_Records_
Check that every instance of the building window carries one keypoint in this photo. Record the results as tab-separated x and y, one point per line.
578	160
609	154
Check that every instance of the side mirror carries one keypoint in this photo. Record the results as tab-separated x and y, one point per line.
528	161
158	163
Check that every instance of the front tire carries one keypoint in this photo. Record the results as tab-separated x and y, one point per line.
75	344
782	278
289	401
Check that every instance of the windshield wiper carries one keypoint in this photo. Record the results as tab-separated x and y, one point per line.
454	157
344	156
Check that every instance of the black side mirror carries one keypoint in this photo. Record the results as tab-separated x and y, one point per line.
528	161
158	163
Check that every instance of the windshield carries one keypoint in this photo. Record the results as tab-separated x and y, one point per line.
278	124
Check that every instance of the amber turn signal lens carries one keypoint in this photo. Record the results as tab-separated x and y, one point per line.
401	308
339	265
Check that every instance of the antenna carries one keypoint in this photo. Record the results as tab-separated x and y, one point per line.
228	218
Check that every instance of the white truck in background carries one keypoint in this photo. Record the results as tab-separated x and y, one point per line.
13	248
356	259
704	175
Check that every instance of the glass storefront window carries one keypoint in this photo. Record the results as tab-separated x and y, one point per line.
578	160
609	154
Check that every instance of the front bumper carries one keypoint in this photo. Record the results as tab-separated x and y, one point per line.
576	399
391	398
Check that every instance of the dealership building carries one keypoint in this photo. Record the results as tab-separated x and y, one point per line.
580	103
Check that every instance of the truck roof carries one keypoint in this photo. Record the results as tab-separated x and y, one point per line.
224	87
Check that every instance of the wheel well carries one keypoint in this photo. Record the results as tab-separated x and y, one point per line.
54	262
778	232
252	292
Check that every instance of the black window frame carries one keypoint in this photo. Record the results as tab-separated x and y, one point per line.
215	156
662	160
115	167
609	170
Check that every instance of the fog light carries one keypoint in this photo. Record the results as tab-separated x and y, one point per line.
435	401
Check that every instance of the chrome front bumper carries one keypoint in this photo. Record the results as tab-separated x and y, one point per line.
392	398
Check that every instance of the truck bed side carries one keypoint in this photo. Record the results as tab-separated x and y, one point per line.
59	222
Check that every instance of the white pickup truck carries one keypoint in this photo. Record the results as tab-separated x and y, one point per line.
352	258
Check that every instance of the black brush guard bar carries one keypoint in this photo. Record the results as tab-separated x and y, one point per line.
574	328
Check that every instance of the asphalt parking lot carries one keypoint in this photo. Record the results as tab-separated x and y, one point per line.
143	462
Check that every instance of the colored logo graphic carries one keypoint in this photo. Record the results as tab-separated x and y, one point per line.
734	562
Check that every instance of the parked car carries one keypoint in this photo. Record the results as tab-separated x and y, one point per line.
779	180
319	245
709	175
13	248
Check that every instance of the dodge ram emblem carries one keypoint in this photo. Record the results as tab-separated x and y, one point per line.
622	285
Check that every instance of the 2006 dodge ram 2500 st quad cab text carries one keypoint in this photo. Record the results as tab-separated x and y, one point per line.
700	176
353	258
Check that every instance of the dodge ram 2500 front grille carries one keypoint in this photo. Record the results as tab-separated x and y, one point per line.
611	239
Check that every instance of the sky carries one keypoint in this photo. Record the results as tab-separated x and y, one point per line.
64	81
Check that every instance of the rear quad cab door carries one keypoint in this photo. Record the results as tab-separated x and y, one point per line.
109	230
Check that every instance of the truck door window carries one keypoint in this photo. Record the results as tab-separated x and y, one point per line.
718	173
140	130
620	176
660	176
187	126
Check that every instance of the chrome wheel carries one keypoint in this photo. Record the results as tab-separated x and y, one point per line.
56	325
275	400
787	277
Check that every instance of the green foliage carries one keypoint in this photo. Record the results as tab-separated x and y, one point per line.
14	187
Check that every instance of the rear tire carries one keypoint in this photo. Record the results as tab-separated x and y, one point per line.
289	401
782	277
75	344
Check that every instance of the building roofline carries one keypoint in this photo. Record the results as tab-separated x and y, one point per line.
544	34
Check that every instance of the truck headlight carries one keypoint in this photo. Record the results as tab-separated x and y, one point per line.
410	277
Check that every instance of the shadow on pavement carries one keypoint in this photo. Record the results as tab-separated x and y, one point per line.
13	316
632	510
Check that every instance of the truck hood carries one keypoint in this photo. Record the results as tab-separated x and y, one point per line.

_Task brief_
Send back every record, precisely as written.

_Exercise response_
Check that every instance of the building window carries one keypoint in this photo. Record the results as tab-separated x and y, one point per line.
578	160
609	154
Check that every instance of the side mirror carries one keypoint in this photo. Record the results as tab-separated x and y, one point per line.
528	161
158	163
Check that every instance of the front tire carries one keypoint in this photo. Record the results as tab-separated x and y, one point per line.
75	344
782	278
289	401
Check that every instance of the windshield wiper carries one keypoint in this photo. Record the results as tab-separated x and y, one point per line.
454	157
344	156
Check that every instance of the black side mirror carries one keypoint in this photo. Record the results as tab-separated x and y, one point per line.
528	161
158	163
Check that every instance of the windshield carries one keypoint in this photo. Record the results as tab-separated x and y, one point per line.
278	124
Check that every instance of the amber turn signal lens carries one keypoint in this photo. Record the results as tab-separated x and y, one point per line.
401	308
339	265
Check that every instance of the antenna carries one keypoint in this photo. Record the results as tab-separated x and y, one point per line.
228	218
Check that every instance of the white truck in background carries one keypoint in this photo. Record the results as tab-separated x and y, one point per line.
13	248
356	259
704	175
Check that every instance of the glass storefront window carries one keypoint in this photo. Record the results as tab-separated x and y, one point per line.
578	160
609	154
Check that every instance of the front bumper carries one keypoint in this photo. Record the results as tab-separated x and y, one point per line.
576	399
391	398
Check that every instance of the dealership building carries one keypoint in this photo. Record the results as tab-separated x and y, one point per line.
580	103
Check that every instance of the truck roof carries one keypoint in this photo. Record the results as tab-separated x and y, one point per line.
224	87
Check that every instance of the wheel well carries one keypoint in this photo. Record the results as tab-separated x and y, one point per line.
54	262
778	232
252	292
Check that every instance of the black window frame carries one keypoint in this photo. Record the results as tab-separated x and y, one point per line.
215	156
662	160
115	167
609	170
Check that every instance of the fog light carries one keypoint in this photo. Record the results as tab-separated x and y, one point per line.
435	401
Check that every instance of the chrome front bumper carries one keypoint in this photo. Record the results as tab-separated x and y, one point per line.
392	398
Check that every instance of the truck bed side carries one keypoint in this photo. Record the results as tab-separated x and y, one point per line.
59	222
Check that every instance of the white pickup truck carries one keypoint in this photo. Record the results as tab-separated x and y, one point per line.
352	258
Check that every instance of the black brush guard bar carries one keypoint in this photo. Record the results as tab-separated x and y, one point per line.
574	328
Check that every instance of the asphalt parking lot carries one keypoint in this photo. Record the results as tab-separated x and y, one point per line.
143	462
Check that every instance of the colored logo graphic carries one keypoint in this photo. Record the results as tab-separated x and y, one point per line.
734	562
Check that every instance of the parked car carries one keypoint in this photo. Record the results as tab-separated x and y, one point per line.
779	180
319	245
709	175
13	248
Check that every instance of the dodge ram emblem carries one keypoint in this photo. Record the results as tab-separated x and y, one point per line.
622	285
Check that every instance of the 2006 dodge ram 2500 st quad cab text carries one keypoint in this photo. Record the results as tab-separated x and y, one point per line.
700	176
353	258
Check that every instance of the dodge ram 2500 front grille carries one keypoint in this photo. Record the results as tab-separated x and y, one point per line.
611	239
Check that every instance of the sky carries one keypoint in this photo. Record the results as tab-separated x and y, one point per line.
64	81
Check that every instance of the rear quad cab door carries one keypoint in this photo. Record the results as tab-separated x and y, one point per line.
109	230
Check that every instance of the truck door window carries one keypoint in this photo. Record the results as tab-separated x and y, one point per line.
718	173
140	130
620	176
660	176
187	126
Check that every instance of the chrome wheel carries one keypoint in this photo. Record the results as tab-separated x and y, one point per line.
56	325
275	400
787	277
Check that every instance of the green foliage carries one keypoint in this photo. Record the results as tab-separated x and y, one point per line.
14	187
Check that every instance of the rear tire carries one keypoint in this photo. Record the results as tab-separated x and y, one point per line.
289	401
782	277
75	344
Check that every instance of the building roofline carries one keypoint in this photo. Record the results as tab-separated x and y, one point per line.
544	34
Check that every instance of the truck headlight carries one keypoint in this photo. Record the results as tab-separated x and y, one point per line.
410	277
Check that every instance of the shadow on pavement carries one keypoint in this photo. Record the results as tab-separated x and y, one point per line.
13	316
632	510
Check that every instance of the truck hood carries one keypoint in this photo. Record the results as tab-separated x and y, one point per line.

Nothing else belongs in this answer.